Problem to solve:
Please retype the Records from their first line up to and including the line with "x=205, y=384", keeping every character the same.

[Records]
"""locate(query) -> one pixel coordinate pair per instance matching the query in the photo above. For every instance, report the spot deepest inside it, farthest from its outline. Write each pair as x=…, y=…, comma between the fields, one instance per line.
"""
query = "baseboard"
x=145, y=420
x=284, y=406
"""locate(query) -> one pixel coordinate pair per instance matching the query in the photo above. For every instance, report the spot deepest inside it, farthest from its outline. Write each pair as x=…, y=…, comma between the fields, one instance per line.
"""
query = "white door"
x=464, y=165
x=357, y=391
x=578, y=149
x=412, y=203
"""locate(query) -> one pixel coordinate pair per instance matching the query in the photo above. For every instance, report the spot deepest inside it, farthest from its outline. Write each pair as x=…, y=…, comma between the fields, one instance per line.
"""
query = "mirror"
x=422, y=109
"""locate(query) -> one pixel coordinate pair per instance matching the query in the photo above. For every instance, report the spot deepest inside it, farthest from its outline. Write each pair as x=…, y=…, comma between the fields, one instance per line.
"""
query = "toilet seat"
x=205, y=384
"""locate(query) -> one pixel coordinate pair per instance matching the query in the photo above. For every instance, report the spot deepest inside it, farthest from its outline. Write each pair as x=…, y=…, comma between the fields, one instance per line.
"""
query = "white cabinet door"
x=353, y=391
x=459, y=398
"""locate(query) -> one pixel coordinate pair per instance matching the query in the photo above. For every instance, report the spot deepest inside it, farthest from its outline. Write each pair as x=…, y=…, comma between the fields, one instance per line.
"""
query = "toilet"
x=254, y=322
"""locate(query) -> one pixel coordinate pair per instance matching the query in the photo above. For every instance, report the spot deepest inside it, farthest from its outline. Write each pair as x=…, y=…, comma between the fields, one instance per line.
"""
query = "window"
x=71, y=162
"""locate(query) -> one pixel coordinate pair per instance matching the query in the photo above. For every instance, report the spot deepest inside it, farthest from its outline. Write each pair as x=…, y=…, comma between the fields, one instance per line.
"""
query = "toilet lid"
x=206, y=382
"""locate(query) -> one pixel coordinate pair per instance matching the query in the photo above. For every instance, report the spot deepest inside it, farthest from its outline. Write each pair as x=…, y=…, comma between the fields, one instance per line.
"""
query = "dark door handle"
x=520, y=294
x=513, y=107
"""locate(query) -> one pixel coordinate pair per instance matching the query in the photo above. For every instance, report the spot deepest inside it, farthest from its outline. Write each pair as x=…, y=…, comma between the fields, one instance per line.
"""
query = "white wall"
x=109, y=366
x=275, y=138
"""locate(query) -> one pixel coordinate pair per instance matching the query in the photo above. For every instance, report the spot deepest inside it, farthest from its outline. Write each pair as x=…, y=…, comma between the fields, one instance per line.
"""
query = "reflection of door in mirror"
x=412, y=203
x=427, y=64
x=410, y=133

Solution to this problem:
"""locate(query) -> one pixel coordinate pair per instance matching the query in the photo above. For every instance, report the spot deepest inside it, farthest from its outline. Write each pair as x=…, y=…, comma between the fields, one instance per line.
"""
query = "baseboard"
x=145, y=420
x=284, y=406
"""locate(query) -> one pixel coordinate pair per instance matching the query in the photo above. For every instance, report the spot deepest inside it, farthest from its outline. Write each pair as x=…, y=…, comma between the fields, one instance per line.
"""
query = "white door"
x=464, y=165
x=357, y=391
x=578, y=149
x=412, y=203
"""locate(query) -> one pixel coordinate pair per instance matching the query in the photo above. For every instance, report the spot deepest inside it, farthest from its outline. Write each pair as x=…, y=…, comma between the fields, one instance per line.
"""
query = "mirror"
x=422, y=109
"""locate(query) -> one pixel coordinate pair per instance matching the query in the photo above. For every instance, report the spot deepest inside it, farthest from its outline. Write each pair as x=…, y=…, comma between the fields, one instance per line.
"""
query = "toilet seat"
x=205, y=384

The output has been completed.